Data listing:
==============================

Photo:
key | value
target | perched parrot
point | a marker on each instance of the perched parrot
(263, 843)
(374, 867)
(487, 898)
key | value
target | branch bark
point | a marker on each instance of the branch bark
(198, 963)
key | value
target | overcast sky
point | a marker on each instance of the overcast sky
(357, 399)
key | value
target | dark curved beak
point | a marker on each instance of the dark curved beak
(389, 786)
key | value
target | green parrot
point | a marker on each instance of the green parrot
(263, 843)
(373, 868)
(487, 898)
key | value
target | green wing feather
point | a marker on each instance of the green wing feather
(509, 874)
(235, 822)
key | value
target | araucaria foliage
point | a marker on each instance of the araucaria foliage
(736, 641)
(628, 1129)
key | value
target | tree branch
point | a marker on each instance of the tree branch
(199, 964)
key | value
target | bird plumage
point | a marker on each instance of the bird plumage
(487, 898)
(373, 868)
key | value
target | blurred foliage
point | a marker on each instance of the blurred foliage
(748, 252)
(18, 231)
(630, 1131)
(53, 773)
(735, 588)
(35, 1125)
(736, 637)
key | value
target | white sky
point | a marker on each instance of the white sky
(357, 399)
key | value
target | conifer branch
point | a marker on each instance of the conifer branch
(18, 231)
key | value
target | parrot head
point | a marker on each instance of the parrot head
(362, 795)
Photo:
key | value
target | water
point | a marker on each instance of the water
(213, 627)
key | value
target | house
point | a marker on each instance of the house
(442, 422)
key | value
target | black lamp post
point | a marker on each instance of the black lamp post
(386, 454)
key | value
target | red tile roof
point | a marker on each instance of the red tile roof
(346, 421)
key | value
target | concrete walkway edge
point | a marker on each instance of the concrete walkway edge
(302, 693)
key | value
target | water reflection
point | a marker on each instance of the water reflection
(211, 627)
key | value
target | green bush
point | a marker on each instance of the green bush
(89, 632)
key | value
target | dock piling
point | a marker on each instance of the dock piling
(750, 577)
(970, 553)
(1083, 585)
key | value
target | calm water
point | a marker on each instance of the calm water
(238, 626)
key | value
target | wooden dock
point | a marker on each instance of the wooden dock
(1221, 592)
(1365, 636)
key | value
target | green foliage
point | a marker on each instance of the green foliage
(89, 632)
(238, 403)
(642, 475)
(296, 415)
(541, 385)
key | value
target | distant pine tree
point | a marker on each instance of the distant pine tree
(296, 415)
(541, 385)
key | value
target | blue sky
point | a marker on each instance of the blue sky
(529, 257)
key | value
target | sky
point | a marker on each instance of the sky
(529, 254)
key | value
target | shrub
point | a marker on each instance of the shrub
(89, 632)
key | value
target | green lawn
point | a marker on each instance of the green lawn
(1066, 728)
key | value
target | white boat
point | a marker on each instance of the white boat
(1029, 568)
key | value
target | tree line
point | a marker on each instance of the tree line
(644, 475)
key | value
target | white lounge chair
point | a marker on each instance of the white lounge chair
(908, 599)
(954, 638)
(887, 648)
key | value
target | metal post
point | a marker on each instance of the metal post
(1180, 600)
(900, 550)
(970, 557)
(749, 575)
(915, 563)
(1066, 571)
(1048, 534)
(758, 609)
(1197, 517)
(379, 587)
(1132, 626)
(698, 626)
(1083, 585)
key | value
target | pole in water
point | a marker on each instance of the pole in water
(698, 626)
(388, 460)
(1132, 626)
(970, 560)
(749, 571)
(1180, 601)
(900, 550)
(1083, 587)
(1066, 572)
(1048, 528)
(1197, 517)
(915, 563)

==============================

Request:
Exactly as shown, repeat every record.

Output:
Photo:
key | value
target | perched parrot
point | a marker on each instance of the perched parrot
(263, 843)
(374, 867)
(487, 898)
key | value
target | branch bark
point | a marker on each instance of the branch bark
(198, 963)
key | value
target | overcast sky
point | a marker on each instance of the overcast sky
(357, 399)
key | value
target | dark curved beak
point | a marker on each instance of the dark curved beak
(389, 786)
key | value
target | green parrot
point | a marker on each instance of the green parrot
(263, 843)
(373, 868)
(487, 898)
key | value
target | green wing feather
point | a marker on each instance of the green wing feather
(509, 874)
(235, 822)
key | value
target | araucaria foliage
point | a marker on each instance of the araucaria foliage
(736, 641)
(628, 1129)
key | value
target | tree branch
point | a marker on each instance of the tree branch
(199, 964)
key | value
target | bird plumage
point | a marker on each instance of the bird plumage
(487, 898)
(373, 868)
key | value
target | blurred foliage
point | a marker on each instance of the blurred foliage
(748, 252)
(18, 231)
(630, 1131)
(53, 773)
(735, 588)
(35, 1125)
(736, 637)
key | value
target | white sky
point | a marker on each instance of the white sky
(357, 399)
key | value
target | conifer branch
point | a marker on each instance of the conifer branch
(18, 231)
key | value
target | parrot head
point | a marker on each instance of the parrot head
(362, 795)
Photo:
key | value
target | water
point | a marker on each instance of the water
(213, 627)
key | value
target | house
point | a marker on each instance of the house
(442, 422)
key | value
target | black lamp post
point | a marker on each instance of the black lamp post
(386, 454)
key | value
target | red tile roof
point | a marker on each instance of the red tile roof
(346, 421)
key | value
target | concrete walkway edge
point | a marker on each instance of the concrete walkway edge
(302, 693)
key | value
target | water reflection
point | a marker on each instance of the water reflection
(211, 627)
key | value
target | green bush
point | a marker on each instance of the green bush
(89, 632)
key | value
target | dock piling
point | a marker on each instance of the dock piling
(750, 577)
(970, 553)
(1083, 585)
key | value
target | calm water
point | a marker on each instance of the calm water
(238, 626)
key | value
target | wooden dock
point | a marker on each instance of the wooden dock
(1221, 592)
(1365, 636)
key | value
target | green foliage
point | a marker on each instance of the green foliage
(89, 632)
(238, 403)
(642, 475)
(296, 415)
(541, 385)
key | value
target | distant pine tree
point | a marker on each instance of the distant pine tree
(296, 415)
(541, 385)
key | value
target | blue sky
point | a marker on each instance of the blue sky
(529, 257)
key | value
target | sky
point | a marker on each instance of the sky
(529, 254)
key | value
target | shrub
point | a marker on each instance of the shrub
(89, 632)
key | value
target | green lawn
point | a marker on each instance of the green lawn
(1066, 728)
key | value
target | white boat
point | a marker on each instance of the white boat
(1029, 568)
key | value
target | tree line
point | a marker on each instance of the tree line
(644, 475)
key | value
target | white lounge chair
point | a marker on each instance of the white lounge chair
(908, 599)
(954, 638)
(887, 648)
key | value
target | metal post
point | a marker on each instance of the metal post
(1180, 600)
(900, 550)
(970, 557)
(749, 575)
(915, 563)
(1066, 571)
(1048, 534)
(758, 609)
(1197, 517)
(379, 587)
(1132, 626)
(698, 626)
(1083, 585)
key | value
target | pole in water
point | a marker on each instance of the pole in water
(698, 626)
(388, 460)
(1132, 626)
(970, 560)
(749, 571)
(1180, 601)
(900, 550)
(1083, 587)
(1066, 572)
(1048, 528)
(1197, 517)
(915, 563)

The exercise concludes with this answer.